* Extrait choisi
::::
Source : journal Le spécialiste écrit par Giovanni Briganti
L’Université d’Oxford organise chaque année un Colloquium of Medical Education. Ce colloque est destiné à tout professionnel médical, étudiant en médecine ou académique intéressé aux problèmes de la formation des médecins. J’y ai participé en tant que président du CIUM, pour me mettre à jour quant aux défis que la 1ère Université du Shangai Ranking perçoit au niveau des études de médecine, et pouvoir intervenir sur l’une ou l’autre question.
L’édition 2018 a eu lieu ce 26 septembre.
Un intervenant en particulier a été mis à l’honneur, le Professeur Roger Kneebone (Imperial College London).
Ce professeur a un profil atypique : il a été professeur de chirurgie pendant de nombreuses années mais a ensuite décidé de se reconvertir à la médecine générale et focaliser sa recherche sur l’apprentissage des techniques chirurgicales aux médecins en formation. Il cherche et applique souvent des parallélismes avec d’autres métiers manuels (menuisiers, couturières) au niveau des techniques et apprentissage des gestes.
Un concept abordé par le Prof Kneebone m’a particulièrement interpellé.
Il avançait qu’une technique de base de l’apprentissage de la clinique médicale a été abandonnée ces 20 dernières années à cause de la révolution technologique, l’informatisation de la pratique et l’augmentation exponentielle des connaissances médicales : « doing time » (faire son temps).
Faisant référence à l’expression utilisée par les anglophones pour indiquer une période passée en prison, le « doing time » est l’apprentissage des processus cliniques par la répétition d’actes « ennuyants ».
Le prof. Kneebone illustrait son concept avec son expérience comme étudiant en médecine, pendant les années 70, lorsqu’il a fait des prises de sang pendant une semaine. Reconnaissant que la prise de sang peut en principe ne pas être un acte performé par un médecin (surtout au niveau du NHS), il a reconnu que faire des prises de sang 8h par jour pendant 1 semaine lui a permis d’apprendre à accueillir les patients (des étrangers à priori) et à leur parler de façon empathique : l’acte de la prise de sang, comme beaucoup d’autres en médecine, sont des actes qui causent une certaine douleur ; le contact avec le patient permet d’instaurer un lien de confiance nécessaire à la performance de cet acte, et permet à l’étudiant de développer ses compétences non cognitives (soft skills, dont le processus décisionnel et l’empathie).
Suite à ce discours, je me suis questionné sur l’apprentissage au cours des 6 ans de médecine : en discutant avec énormément d’étudiants, je me rends compte que le « doing time » en présence des patients a été fortement diminué, et remplacé par énormément d’actes administratifs. L’étudiant en médecine francophone connait bien les différentes maladies et les différents services des hôpitaux lui font confiance sur plusieurs processus différents lors des patients de routine (anamnèse et examen clinique primaire du patient, écriture primaire du dossier d’entrant, suivi post-opératoire).
« Je me demande en effet, au vu de l’accroissement progressif de la difficulté des examens (secondaire à l’accroissement des connaissances) si, ces 15 dernières années, les étudiants en médecine ont eu une moindre chance de « faire leur temps » avec les patients. »
Cette réflexion est d’autant plus actuelle suite à l’effet sélection de l’examen d’entrée : plusieurs études montrent qu’une sélection à l’entrée favorise les profils « ingénieur » (avec une moindre présence des compétences non cognitives).
« Faire son temps » est plus que nécessaire à une époque où l’intelligence artificielle s’introduit dans la pratique clinique.
Nous allons avoir besoin davantage de médecins avec des compétences non cognitives très développées et redécouvrir la plus-value d’être médecin.
::::
* Jeu de données
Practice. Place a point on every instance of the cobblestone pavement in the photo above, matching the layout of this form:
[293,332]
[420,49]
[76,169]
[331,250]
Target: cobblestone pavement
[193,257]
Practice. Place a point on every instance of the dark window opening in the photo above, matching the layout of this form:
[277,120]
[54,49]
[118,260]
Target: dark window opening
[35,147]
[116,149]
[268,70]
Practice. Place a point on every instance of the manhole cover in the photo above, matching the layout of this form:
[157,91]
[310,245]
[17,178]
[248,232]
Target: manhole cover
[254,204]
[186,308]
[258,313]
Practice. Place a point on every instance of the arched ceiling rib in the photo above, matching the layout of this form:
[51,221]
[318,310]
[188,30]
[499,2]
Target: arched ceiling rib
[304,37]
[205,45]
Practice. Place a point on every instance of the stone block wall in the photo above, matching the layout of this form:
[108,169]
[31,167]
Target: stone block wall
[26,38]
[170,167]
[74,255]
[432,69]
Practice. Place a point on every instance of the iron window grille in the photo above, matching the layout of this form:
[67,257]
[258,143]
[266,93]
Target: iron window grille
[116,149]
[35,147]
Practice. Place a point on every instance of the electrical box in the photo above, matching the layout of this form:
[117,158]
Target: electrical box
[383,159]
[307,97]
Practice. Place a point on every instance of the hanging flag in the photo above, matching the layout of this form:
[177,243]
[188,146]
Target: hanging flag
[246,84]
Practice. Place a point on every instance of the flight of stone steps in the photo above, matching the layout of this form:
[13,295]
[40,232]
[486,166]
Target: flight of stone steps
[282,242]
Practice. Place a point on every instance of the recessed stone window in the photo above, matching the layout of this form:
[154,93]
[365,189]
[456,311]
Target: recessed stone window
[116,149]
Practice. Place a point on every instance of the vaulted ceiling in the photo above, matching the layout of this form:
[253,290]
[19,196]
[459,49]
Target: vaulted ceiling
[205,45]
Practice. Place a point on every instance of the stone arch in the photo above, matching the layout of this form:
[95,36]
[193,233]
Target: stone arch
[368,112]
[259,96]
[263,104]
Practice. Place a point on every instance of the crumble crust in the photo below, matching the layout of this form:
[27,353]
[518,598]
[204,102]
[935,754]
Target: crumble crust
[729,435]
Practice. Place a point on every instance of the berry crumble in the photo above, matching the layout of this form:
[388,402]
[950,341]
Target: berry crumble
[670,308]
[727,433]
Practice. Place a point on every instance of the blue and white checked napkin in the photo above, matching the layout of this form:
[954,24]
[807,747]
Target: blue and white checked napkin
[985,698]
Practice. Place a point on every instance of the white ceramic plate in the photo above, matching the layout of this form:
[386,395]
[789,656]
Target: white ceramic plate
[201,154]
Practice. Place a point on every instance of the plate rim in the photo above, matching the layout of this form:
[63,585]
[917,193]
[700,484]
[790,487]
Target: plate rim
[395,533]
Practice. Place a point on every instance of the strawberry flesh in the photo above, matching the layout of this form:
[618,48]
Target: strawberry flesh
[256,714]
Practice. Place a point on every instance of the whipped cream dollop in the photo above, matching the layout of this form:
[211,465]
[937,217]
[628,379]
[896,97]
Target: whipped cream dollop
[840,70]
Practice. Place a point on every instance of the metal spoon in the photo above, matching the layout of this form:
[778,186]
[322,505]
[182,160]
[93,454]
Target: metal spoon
::::
* Série de consignes
1. Les affirmations suivantes concordent-elles avec l’extrait choisi ? (a) L’édition 2018 du colloque s’est tenue le 26 septembre. (b) Le Professeur Kneebone a quitté la médecine générale pour devenir professeur de chirurgie. (c) Une sélection à l’entrée favorise les profils « ingénieur ». Répondez par oui ou par non pour chacune, en citant textuellement les mots de l’extrait qui tranchent.
2. Recopiez le passage de l’extrait choisi situé entre « Il avançait qu’une » et « (faire son temps). », bornes incluses.

* Réponses
1.
(a) Oui : « L’édition 2018 a eu lieu ce 26 septembre. »
(b) Non : « il a été professeur de chirurgie pendant de nombreuses années mais a ensuite décidé de se reconvertir à la médecine générale »
(c) Oui : « plusieurs études montrent qu’une sélection à l’entrée favorise les profils « ingénieur » »

2.
Il avançait qu’une technique de base de l’apprentissage de la clinique médicale a été abandonnée ces 20 dernières années à cause de la révolution technologique, l’informatisation de la pratique et l’augmentation exponentielle des connaissances médicales : « doing time » (faire son temps).